(GIVEN RECORDS)
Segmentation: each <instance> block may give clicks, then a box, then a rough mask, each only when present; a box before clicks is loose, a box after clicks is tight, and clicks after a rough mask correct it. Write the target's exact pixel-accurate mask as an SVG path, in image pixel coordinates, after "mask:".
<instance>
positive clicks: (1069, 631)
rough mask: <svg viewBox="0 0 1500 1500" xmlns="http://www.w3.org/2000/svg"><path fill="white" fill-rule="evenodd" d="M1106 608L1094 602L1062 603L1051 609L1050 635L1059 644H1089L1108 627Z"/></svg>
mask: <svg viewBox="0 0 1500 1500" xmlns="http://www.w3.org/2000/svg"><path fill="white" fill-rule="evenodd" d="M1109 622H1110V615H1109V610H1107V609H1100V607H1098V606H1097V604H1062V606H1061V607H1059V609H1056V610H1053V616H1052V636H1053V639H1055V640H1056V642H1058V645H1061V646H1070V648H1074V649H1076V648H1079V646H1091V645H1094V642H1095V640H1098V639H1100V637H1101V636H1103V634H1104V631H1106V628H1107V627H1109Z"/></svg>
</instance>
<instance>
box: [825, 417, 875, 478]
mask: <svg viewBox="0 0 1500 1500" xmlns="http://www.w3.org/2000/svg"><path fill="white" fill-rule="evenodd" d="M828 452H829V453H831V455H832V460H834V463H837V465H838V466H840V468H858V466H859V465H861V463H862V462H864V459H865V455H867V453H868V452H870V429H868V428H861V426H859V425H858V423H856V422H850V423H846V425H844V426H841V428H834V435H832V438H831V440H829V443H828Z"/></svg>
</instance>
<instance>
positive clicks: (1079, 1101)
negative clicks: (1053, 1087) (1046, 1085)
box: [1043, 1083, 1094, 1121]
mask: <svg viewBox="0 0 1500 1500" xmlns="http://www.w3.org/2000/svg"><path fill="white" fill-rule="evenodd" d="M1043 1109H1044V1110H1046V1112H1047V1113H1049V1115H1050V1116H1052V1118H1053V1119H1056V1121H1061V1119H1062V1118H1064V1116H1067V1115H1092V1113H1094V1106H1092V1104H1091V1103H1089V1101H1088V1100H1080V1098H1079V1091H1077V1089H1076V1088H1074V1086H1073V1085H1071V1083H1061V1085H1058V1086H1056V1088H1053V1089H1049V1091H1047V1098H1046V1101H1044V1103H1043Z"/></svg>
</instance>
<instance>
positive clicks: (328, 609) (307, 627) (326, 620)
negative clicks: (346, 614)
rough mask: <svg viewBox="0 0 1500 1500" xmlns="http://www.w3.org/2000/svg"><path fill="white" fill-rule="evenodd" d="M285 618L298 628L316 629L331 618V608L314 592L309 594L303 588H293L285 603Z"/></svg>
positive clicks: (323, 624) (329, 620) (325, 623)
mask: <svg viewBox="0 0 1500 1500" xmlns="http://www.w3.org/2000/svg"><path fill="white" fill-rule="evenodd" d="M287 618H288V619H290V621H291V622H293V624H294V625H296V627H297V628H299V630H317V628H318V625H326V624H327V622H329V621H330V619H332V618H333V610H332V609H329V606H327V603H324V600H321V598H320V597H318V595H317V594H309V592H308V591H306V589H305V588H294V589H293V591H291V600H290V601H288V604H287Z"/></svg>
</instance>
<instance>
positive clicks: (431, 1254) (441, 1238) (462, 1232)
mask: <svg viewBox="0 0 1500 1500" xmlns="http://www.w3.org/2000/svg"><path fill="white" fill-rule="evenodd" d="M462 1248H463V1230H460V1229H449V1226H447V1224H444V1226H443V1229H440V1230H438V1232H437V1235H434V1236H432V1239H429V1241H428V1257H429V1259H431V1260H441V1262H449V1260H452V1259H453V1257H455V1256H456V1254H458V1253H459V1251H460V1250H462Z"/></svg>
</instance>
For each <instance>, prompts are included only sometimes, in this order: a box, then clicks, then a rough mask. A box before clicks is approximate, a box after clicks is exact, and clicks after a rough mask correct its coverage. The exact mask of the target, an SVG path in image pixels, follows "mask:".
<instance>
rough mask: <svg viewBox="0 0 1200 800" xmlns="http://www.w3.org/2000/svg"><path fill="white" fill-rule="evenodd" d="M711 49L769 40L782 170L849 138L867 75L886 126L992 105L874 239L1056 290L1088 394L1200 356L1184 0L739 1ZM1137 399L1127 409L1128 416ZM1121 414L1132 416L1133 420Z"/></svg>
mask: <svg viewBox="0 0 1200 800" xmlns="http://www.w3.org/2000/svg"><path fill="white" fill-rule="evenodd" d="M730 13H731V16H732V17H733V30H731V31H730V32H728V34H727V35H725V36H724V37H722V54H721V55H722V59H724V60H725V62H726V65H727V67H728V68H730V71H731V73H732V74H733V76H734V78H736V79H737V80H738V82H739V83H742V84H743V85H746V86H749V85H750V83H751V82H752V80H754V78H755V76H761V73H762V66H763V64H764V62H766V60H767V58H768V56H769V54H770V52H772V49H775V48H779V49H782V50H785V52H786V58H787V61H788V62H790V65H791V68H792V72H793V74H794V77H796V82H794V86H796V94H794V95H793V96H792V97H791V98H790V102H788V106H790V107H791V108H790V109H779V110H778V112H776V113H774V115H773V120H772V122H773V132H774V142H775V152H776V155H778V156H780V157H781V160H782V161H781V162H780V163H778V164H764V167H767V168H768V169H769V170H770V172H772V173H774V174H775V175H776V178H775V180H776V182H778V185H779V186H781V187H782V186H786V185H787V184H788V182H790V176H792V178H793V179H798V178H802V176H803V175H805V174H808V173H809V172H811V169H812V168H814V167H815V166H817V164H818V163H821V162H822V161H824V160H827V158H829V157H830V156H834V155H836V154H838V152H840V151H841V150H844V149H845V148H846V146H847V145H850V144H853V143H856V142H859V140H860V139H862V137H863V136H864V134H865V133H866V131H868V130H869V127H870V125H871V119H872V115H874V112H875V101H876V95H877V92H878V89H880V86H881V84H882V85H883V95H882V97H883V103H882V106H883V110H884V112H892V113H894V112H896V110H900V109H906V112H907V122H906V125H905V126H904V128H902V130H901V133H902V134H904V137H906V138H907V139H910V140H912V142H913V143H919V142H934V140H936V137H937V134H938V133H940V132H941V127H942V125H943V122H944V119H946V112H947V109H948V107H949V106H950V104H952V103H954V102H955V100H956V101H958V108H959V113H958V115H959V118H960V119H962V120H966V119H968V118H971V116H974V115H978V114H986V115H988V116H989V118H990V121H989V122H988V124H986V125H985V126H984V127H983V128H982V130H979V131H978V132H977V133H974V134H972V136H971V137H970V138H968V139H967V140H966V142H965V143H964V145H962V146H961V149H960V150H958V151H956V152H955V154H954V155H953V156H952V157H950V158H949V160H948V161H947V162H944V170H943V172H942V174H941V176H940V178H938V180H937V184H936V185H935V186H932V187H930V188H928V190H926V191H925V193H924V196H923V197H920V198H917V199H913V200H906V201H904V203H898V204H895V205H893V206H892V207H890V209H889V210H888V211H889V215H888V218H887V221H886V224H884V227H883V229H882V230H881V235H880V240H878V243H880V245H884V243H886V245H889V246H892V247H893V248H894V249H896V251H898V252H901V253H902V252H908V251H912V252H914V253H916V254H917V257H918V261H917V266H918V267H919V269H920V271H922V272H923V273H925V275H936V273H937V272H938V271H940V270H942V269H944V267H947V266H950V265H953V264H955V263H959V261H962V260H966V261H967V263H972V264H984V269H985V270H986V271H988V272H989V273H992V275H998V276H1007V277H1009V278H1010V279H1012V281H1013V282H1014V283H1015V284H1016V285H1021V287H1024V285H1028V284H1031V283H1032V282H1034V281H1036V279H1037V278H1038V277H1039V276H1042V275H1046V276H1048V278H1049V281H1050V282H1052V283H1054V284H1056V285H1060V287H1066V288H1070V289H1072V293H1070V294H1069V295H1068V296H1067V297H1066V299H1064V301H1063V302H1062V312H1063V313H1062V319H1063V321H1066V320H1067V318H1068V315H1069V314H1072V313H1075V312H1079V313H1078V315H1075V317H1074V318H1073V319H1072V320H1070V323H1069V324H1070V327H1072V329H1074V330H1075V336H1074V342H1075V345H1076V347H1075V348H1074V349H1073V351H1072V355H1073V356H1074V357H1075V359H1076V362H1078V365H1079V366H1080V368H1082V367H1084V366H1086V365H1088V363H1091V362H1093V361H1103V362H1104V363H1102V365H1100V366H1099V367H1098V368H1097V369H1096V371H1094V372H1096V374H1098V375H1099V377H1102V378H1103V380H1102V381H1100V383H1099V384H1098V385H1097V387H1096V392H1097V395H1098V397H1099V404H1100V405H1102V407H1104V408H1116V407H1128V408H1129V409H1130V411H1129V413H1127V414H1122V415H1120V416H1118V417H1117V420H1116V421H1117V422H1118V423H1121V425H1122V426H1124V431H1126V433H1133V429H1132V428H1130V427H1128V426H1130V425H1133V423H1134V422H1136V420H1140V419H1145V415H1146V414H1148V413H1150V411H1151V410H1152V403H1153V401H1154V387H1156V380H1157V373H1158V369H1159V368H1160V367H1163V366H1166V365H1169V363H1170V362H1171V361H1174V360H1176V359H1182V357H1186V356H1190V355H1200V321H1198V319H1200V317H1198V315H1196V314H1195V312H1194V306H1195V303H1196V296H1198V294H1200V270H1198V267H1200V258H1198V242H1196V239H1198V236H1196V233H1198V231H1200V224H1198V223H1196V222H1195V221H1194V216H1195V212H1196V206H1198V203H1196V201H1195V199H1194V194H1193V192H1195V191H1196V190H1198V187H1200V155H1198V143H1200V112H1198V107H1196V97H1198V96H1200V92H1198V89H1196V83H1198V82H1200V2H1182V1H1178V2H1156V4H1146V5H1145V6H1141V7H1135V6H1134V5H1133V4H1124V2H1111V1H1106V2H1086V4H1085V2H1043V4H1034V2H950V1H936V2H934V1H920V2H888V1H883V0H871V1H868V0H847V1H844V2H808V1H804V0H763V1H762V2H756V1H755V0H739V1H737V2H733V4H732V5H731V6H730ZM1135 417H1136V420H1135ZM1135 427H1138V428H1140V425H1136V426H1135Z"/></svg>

(ACTIVITY)
Return exactly, please, the lines of the material from the first one down to and including the line where "negative clicks: (1053, 1087) (1046, 1085)" appears.

(YOUR SOLUTION)
Segmentation: each <instance> block may give clicks, then a box, then a rough mask, each only when present; a box before clicks is loose, a box after clicks is tight, and clicks after a rough mask correct it. Write the target's exact pixel-accurate mask as an SVG path, in image pixel coordinates, after "mask:".
<instance>
positive clicks: (1069, 631)
rough mask: <svg viewBox="0 0 1500 1500" xmlns="http://www.w3.org/2000/svg"><path fill="white" fill-rule="evenodd" d="M1106 608L1094 602L1062 603L1051 609L1050 635L1059 644H1089L1108 627Z"/></svg>
mask: <svg viewBox="0 0 1500 1500" xmlns="http://www.w3.org/2000/svg"><path fill="white" fill-rule="evenodd" d="M1109 622H1110V615H1109V610H1107V609H1100V607H1098V606H1097V604H1062V606H1061V607H1059V609H1056V610H1053V616H1052V636H1053V639H1055V640H1056V642H1058V645H1061V646H1070V648H1074V649H1076V648H1079V646H1091V645H1094V642H1095V640H1098V639H1100V637H1101V636H1103V634H1104V631H1106V628H1107V627H1109Z"/></svg>
</instance>
<instance>
box: [825, 417, 875, 478]
mask: <svg viewBox="0 0 1500 1500" xmlns="http://www.w3.org/2000/svg"><path fill="white" fill-rule="evenodd" d="M828 452H829V453H831V455H832V460H834V463H837V465H838V466H840V468H858V466H859V465H861V463H862V462H864V459H865V455H867V453H868V452H870V429H868V428H861V426H859V425H858V423H856V422H850V423H846V425H844V426H841V428H834V435H832V438H831V440H829V443H828Z"/></svg>
</instance>
<instance>
positive clicks: (1079, 1101)
negative clicks: (1053, 1087) (1046, 1085)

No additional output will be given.